▶ _PASSAGE FOR REVIEW_:
------------------------------------------------------------------------
The black cat. How funny.
We ended up staying in the café, following the live coverage of the parade, President Macron and guests watching as what looked like the country’s entire human fighting force and arsenal processed before him. Tanks, military vehicles, men and women in uniform, weapons of every kind, the Garde républicaine on horseback, helmets and swords gleaming in the sunlight.
As always when watching a national parade – in any country – I felt a sense of wrongness, or at least of incompletion. I always look at all that military personnel, at all those tanks, fighter jets, weapons, and all those politicians, and I want to ask out loud, Where are the country’s writers? Where are the scientists and the scholars? Where are the all the medics? Where are the actors? Where are the farmers? Where are all the other people who contribute to the country? Have they not also played their part in forging history?
Is the nation not proud of them, too?
Scribe Doll
In light of the recent hijacking in the USA of our national holiday, July 4th by a man who has confused what we are actually comemmerating- the refusual to be held under the tyranny of King George III, most of our citizens cringed at his attempts to bring the tanks and the fighter jets to our celebration.
------------------------------------------------------------------------
▶ _SUPPLIED INFORMATION_:
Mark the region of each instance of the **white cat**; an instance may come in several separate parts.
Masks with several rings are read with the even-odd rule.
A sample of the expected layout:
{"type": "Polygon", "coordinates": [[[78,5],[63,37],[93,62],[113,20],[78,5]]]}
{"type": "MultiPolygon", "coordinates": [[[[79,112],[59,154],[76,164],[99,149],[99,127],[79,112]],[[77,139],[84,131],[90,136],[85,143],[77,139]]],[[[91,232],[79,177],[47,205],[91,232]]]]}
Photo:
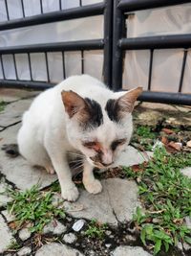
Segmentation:
{"type": "Polygon", "coordinates": [[[32,165],[55,171],[63,198],[72,201],[78,191],[67,156],[82,155],[83,184],[88,192],[99,193],[93,169],[111,167],[129,143],[131,112],[141,92],[138,87],[115,93],[88,75],[71,77],[42,92],[24,113],[19,151],[32,165]]]}

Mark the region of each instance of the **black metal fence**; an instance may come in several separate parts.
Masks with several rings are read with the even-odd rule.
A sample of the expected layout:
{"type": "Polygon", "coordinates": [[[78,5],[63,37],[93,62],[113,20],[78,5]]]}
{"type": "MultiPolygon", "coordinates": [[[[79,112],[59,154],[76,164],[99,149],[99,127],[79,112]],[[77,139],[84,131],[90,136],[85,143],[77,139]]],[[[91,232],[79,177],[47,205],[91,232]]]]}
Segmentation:
{"type": "MultiPolygon", "coordinates": [[[[124,51],[150,50],[150,63],[148,74],[148,90],[139,97],[140,101],[191,105],[191,94],[181,93],[187,49],[191,47],[191,34],[159,35],[126,38],[126,18],[128,12],[140,10],[161,8],[173,5],[191,3],[191,1],[178,0],[116,0],[114,7],[114,28],[113,28],[113,88],[122,88],[122,69],[124,51]],[[152,68],[155,49],[176,49],[184,48],[181,70],[180,70],[179,91],[177,93],[154,92],[152,89],[152,68]]],[[[191,81],[190,81],[191,84],[191,81]]],[[[191,89],[190,89],[191,92],[191,89]]]]}
{"type": "MultiPolygon", "coordinates": [[[[62,52],[63,78],[66,78],[64,53],[67,51],[81,52],[81,73],[84,73],[83,54],[86,50],[103,49],[103,79],[114,90],[122,89],[123,58],[125,51],[131,50],[150,50],[150,64],[148,74],[148,89],[139,97],[140,101],[191,105],[191,94],[181,93],[184,70],[187,59],[187,50],[191,47],[191,34],[158,35],[147,37],[126,37],[126,18],[128,12],[135,11],[161,8],[191,1],[178,0],[105,0],[104,2],[81,6],[70,10],[62,11],[61,1],[59,0],[59,11],[49,13],[43,13],[42,0],[40,1],[41,14],[26,17],[23,0],[21,1],[23,18],[10,20],[7,0],[5,0],[7,18],[6,22],[0,23],[0,31],[23,28],[33,25],[47,24],[74,18],[82,18],[94,15],[104,15],[104,36],[94,40],[68,41],[59,43],[47,43],[35,45],[24,45],[14,47],[0,47],[0,63],[2,66],[3,80],[0,80],[2,87],[29,87],[34,89],[45,89],[53,84],[50,82],[49,61],[47,54],[50,52],[62,52]],[[183,48],[181,70],[180,70],[179,91],[177,93],[155,92],[152,91],[152,69],[153,57],[156,49],[176,49],[183,48]],[[28,55],[31,81],[19,81],[15,61],[15,54],[25,53],[28,55]],[[32,79],[31,54],[44,53],[47,69],[47,81],[34,81],[32,79]],[[4,62],[2,56],[11,54],[13,57],[16,80],[7,80],[4,71],[4,62]]],[[[191,81],[190,81],[191,82],[191,81]]]]}
{"type": "Polygon", "coordinates": [[[104,63],[103,63],[103,79],[104,82],[111,86],[112,84],[112,12],[113,12],[113,0],[107,0],[102,3],[82,6],[79,1],[79,7],[72,8],[62,11],[61,1],[59,0],[60,11],[52,12],[49,13],[43,13],[42,0],[39,0],[41,14],[33,15],[30,17],[25,16],[25,8],[23,1],[21,0],[23,18],[10,20],[9,9],[7,0],[5,0],[7,21],[0,23],[0,31],[11,30],[34,25],[47,24],[52,22],[64,21],[69,19],[90,17],[95,15],[104,15],[104,38],[97,38],[92,40],[80,40],[80,41],[65,41],[57,43],[42,43],[33,45],[22,45],[13,47],[0,47],[0,64],[2,67],[3,80],[0,80],[0,86],[2,87],[17,87],[17,88],[33,88],[33,89],[46,89],[54,85],[50,82],[49,61],[48,53],[50,52],[62,52],[62,63],[63,63],[63,79],[66,78],[65,70],[65,52],[68,51],[80,51],[81,52],[81,74],[84,73],[84,51],[85,50],[98,50],[103,49],[104,63]],[[31,54],[32,53],[44,53],[46,70],[47,70],[47,81],[36,81],[32,78],[32,68],[31,54]],[[12,55],[13,64],[15,69],[16,80],[7,80],[4,68],[3,56],[12,55]],[[18,79],[17,65],[15,60],[15,54],[27,54],[30,68],[30,81],[20,81],[18,79]]]}

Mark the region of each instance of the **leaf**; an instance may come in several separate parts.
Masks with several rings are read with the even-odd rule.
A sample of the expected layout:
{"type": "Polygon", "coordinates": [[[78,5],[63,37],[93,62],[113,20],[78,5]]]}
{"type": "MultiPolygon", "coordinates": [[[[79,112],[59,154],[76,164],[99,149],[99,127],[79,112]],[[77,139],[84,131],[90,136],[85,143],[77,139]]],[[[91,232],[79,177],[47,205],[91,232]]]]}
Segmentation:
{"type": "Polygon", "coordinates": [[[169,250],[169,244],[166,241],[163,241],[165,251],[167,252],[169,250]]]}
{"type": "Polygon", "coordinates": [[[145,241],[145,239],[146,239],[146,231],[145,231],[145,228],[142,228],[141,231],[140,231],[140,239],[142,241],[142,244],[144,245],[146,245],[146,241],[145,241]]]}
{"type": "Polygon", "coordinates": [[[172,129],[170,129],[170,128],[162,128],[161,130],[162,130],[164,133],[166,133],[166,134],[173,134],[173,133],[175,133],[175,131],[172,130],[172,129]]]}
{"type": "Polygon", "coordinates": [[[154,247],[154,255],[156,255],[160,250],[160,247],[161,247],[161,240],[158,239],[154,247]]]}
{"type": "Polygon", "coordinates": [[[191,238],[190,237],[185,236],[184,237],[184,240],[185,240],[186,243],[188,243],[189,244],[191,244],[191,238]]]}

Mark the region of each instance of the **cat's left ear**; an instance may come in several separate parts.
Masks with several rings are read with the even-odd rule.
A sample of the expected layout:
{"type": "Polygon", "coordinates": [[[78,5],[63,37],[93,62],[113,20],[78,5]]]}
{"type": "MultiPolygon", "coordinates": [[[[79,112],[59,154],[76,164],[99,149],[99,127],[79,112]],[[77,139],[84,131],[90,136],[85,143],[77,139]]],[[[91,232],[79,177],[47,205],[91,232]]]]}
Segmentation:
{"type": "Polygon", "coordinates": [[[142,93],[142,87],[138,87],[126,92],[117,99],[117,105],[120,112],[131,113],[138,97],[142,93]]]}

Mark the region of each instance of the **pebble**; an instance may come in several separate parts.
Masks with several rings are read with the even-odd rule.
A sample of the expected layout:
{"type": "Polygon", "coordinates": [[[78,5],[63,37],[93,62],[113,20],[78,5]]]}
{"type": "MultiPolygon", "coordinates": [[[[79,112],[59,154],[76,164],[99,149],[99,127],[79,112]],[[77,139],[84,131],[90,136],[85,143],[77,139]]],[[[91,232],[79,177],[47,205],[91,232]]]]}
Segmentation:
{"type": "Polygon", "coordinates": [[[105,234],[106,234],[107,236],[110,236],[110,235],[112,234],[112,231],[110,231],[110,230],[106,230],[106,231],[105,231],[105,234]]]}
{"type": "Polygon", "coordinates": [[[187,143],[186,143],[186,146],[191,148],[191,140],[189,140],[187,143]]]}
{"type": "Polygon", "coordinates": [[[8,222],[13,221],[15,217],[13,215],[11,215],[8,210],[2,211],[2,214],[5,216],[8,222]]]}
{"type": "Polygon", "coordinates": [[[17,254],[18,256],[26,256],[26,255],[31,255],[32,249],[27,246],[27,247],[23,247],[22,249],[20,249],[17,254]]]}
{"type": "Polygon", "coordinates": [[[49,224],[47,224],[43,229],[43,234],[53,233],[55,235],[60,235],[66,232],[67,227],[57,221],[56,220],[53,220],[49,224]]]}
{"type": "Polygon", "coordinates": [[[82,227],[84,226],[84,224],[85,224],[85,221],[84,220],[78,220],[76,222],[74,223],[72,228],[75,232],[79,232],[82,229],[82,227]]]}
{"type": "Polygon", "coordinates": [[[22,240],[22,241],[25,241],[27,240],[28,238],[31,237],[31,232],[29,230],[29,228],[23,228],[19,231],[19,238],[22,240]]]}
{"type": "Polygon", "coordinates": [[[112,244],[105,244],[105,246],[106,246],[107,248],[109,248],[109,247],[112,246],[112,244]]]}
{"type": "Polygon", "coordinates": [[[76,241],[76,239],[77,239],[76,236],[73,233],[65,234],[63,238],[64,242],[68,244],[73,244],[74,242],[76,241]]]}

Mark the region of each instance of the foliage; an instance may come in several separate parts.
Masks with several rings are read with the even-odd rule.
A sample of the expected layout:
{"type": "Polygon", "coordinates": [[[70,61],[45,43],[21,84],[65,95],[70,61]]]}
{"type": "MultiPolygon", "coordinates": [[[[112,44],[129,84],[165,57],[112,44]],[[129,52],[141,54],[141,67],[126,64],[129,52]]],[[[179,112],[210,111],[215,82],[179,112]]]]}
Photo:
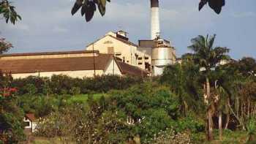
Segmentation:
{"type": "MultiPolygon", "coordinates": [[[[71,14],[73,15],[81,9],[81,15],[85,15],[86,22],[89,22],[94,17],[97,7],[102,16],[105,15],[107,1],[110,2],[110,0],[76,0],[72,8],[71,14]]],[[[219,14],[222,7],[225,6],[225,0],[200,0],[198,7],[199,10],[206,4],[208,4],[216,13],[219,14]]]]}
{"type": "Polygon", "coordinates": [[[3,15],[6,23],[10,20],[12,24],[15,24],[16,21],[21,20],[21,17],[15,11],[15,7],[10,4],[8,0],[0,1],[0,15],[3,15]]]}
{"type": "Polygon", "coordinates": [[[109,108],[123,111],[127,122],[133,126],[133,135],[140,135],[144,143],[173,126],[179,115],[175,96],[167,87],[157,84],[146,83],[126,91],[111,91],[109,100],[109,108]]]}
{"type": "Polygon", "coordinates": [[[110,0],[77,0],[71,10],[71,14],[74,15],[81,9],[81,15],[85,15],[86,22],[89,22],[94,17],[97,6],[99,13],[102,16],[105,15],[107,1],[110,2],[110,0]]]}
{"type": "Polygon", "coordinates": [[[12,44],[5,41],[5,39],[0,38],[0,55],[7,52],[11,48],[12,48],[12,44]]]}
{"type": "Polygon", "coordinates": [[[216,13],[219,14],[222,7],[225,4],[225,0],[200,0],[198,7],[199,10],[207,3],[216,13]]]}
{"type": "Polygon", "coordinates": [[[172,129],[161,132],[159,136],[154,139],[154,144],[190,144],[192,140],[188,132],[176,133],[172,129]]]}
{"type": "Polygon", "coordinates": [[[72,78],[67,75],[53,75],[51,78],[28,77],[12,80],[12,87],[19,88],[18,94],[78,94],[107,92],[110,89],[126,89],[142,83],[139,77],[102,75],[95,77],[72,78]],[[26,85],[24,86],[24,83],[26,85]]]}
{"type": "Polygon", "coordinates": [[[0,96],[0,140],[4,143],[18,143],[25,138],[23,113],[17,105],[14,95],[0,96]]]}

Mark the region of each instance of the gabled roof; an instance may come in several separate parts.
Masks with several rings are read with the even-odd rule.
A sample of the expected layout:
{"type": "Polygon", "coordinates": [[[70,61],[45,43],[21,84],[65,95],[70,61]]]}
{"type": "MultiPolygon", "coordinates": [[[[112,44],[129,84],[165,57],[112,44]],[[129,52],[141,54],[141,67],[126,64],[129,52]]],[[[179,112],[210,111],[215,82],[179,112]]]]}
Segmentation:
{"type": "MultiPolygon", "coordinates": [[[[78,53],[93,53],[93,50],[75,50],[75,51],[62,51],[62,52],[42,52],[42,53],[11,53],[2,54],[1,56],[42,56],[42,55],[62,55],[62,54],[78,54],[78,53]]],[[[94,53],[99,53],[99,50],[94,50],[94,53]]]]}
{"type": "Polygon", "coordinates": [[[33,113],[26,113],[25,115],[25,117],[29,118],[31,121],[34,121],[36,120],[36,118],[34,117],[34,115],[33,113]]]}
{"type": "MultiPolygon", "coordinates": [[[[113,58],[113,56],[110,54],[99,54],[99,56],[95,56],[95,69],[105,69],[111,58],[113,58]]],[[[0,69],[12,74],[91,70],[94,69],[94,57],[0,59],[0,69]]]]}
{"type": "Polygon", "coordinates": [[[123,75],[135,75],[135,76],[147,76],[148,72],[138,67],[122,62],[116,59],[116,62],[123,75]]]}
{"type": "Polygon", "coordinates": [[[114,38],[114,39],[116,39],[117,40],[119,40],[119,41],[121,41],[121,42],[124,42],[124,43],[125,43],[127,45],[132,45],[132,46],[135,46],[135,47],[138,47],[138,45],[136,45],[135,43],[132,43],[130,41],[124,40],[123,39],[121,39],[121,38],[118,38],[118,37],[115,37],[111,36],[111,35],[108,35],[108,36],[110,36],[110,37],[113,37],[113,38],[114,38]]]}
{"type": "Polygon", "coordinates": [[[124,40],[124,39],[121,39],[121,38],[118,38],[118,37],[116,37],[111,36],[111,35],[110,35],[110,34],[106,34],[106,35],[103,36],[102,37],[101,37],[101,38],[97,39],[95,42],[89,44],[89,45],[86,46],[86,48],[89,47],[89,46],[90,46],[90,45],[91,45],[92,44],[94,44],[94,43],[95,43],[95,42],[99,41],[100,39],[103,39],[104,37],[112,37],[112,38],[113,38],[113,39],[117,39],[117,40],[118,40],[118,41],[120,41],[120,42],[124,42],[124,44],[129,45],[132,45],[132,46],[135,46],[135,47],[138,47],[138,45],[136,45],[136,44],[135,44],[135,43],[132,43],[132,42],[129,42],[129,41],[127,41],[127,40],[124,40]]]}

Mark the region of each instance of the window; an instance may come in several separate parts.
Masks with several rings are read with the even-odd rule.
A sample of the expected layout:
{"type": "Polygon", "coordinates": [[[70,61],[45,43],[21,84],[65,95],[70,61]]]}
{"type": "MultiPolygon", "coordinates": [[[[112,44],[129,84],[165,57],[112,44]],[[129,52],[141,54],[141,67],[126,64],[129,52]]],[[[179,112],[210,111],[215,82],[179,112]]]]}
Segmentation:
{"type": "Polygon", "coordinates": [[[29,121],[24,122],[24,126],[29,126],[29,121]]]}
{"type": "Polygon", "coordinates": [[[114,48],[108,47],[108,53],[113,54],[114,53],[114,48]]]}
{"type": "Polygon", "coordinates": [[[123,57],[123,62],[125,63],[125,57],[124,56],[123,57]]]}

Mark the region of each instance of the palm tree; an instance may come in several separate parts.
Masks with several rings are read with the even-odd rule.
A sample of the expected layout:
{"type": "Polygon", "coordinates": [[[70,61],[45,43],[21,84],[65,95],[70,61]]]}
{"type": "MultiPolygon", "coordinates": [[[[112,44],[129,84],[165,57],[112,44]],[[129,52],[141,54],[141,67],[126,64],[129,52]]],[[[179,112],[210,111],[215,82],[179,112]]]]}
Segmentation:
{"type": "Polygon", "coordinates": [[[212,115],[214,113],[214,105],[212,104],[212,96],[211,96],[211,86],[209,77],[212,72],[215,71],[215,68],[220,62],[225,59],[229,59],[227,53],[229,49],[227,48],[215,47],[214,42],[216,35],[208,37],[198,36],[192,39],[192,45],[188,48],[194,53],[192,53],[195,64],[200,67],[200,72],[205,79],[204,84],[206,88],[206,100],[208,101],[208,109],[206,117],[207,124],[207,138],[209,141],[212,140],[213,137],[213,121],[212,115]]]}

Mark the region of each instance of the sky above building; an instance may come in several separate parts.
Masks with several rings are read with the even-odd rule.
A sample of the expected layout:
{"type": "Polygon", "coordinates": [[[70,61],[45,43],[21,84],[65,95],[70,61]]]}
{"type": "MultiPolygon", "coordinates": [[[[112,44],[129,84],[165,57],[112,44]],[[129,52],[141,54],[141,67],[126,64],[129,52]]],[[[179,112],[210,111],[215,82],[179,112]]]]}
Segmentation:
{"type": "MultiPolygon", "coordinates": [[[[70,14],[74,0],[12,0],[22,17],[13,26],[0,19],[0,37],[12,43],[9,53],[84,50],[110,31],[124,30],[130,41],[150,39],[148,0],[113,0],[106,14],[96,12],[86,23],[80,12],[70,14]]],[[[226,0],[222,13],[208,6],[198,12],[199,0],[161,0],[161,37],[170,40],[178,56],[189,53],[190,39],[217,34],[215,45],[230,49],[236,59],[256,58],[256,1],[226,0]]]]}

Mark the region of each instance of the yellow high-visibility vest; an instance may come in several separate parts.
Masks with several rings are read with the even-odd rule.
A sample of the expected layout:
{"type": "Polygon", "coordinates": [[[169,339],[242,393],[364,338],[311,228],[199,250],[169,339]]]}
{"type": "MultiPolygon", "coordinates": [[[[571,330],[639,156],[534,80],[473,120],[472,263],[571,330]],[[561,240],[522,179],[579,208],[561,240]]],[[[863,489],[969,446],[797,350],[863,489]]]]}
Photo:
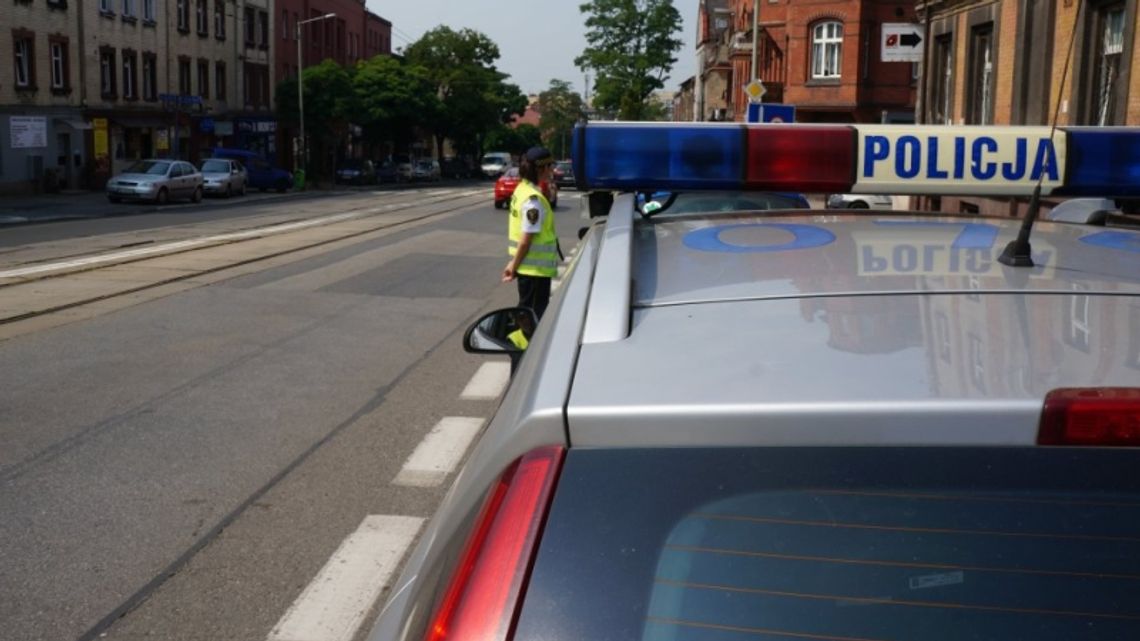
------------------------------------------------------------------------
▶ _EXERCISE REQUIREMENTS_: Please answer from the passage about the parade: where did the writer end up staying to follow the live coverage?

▶ _YOUR SOLUTION_: In the café.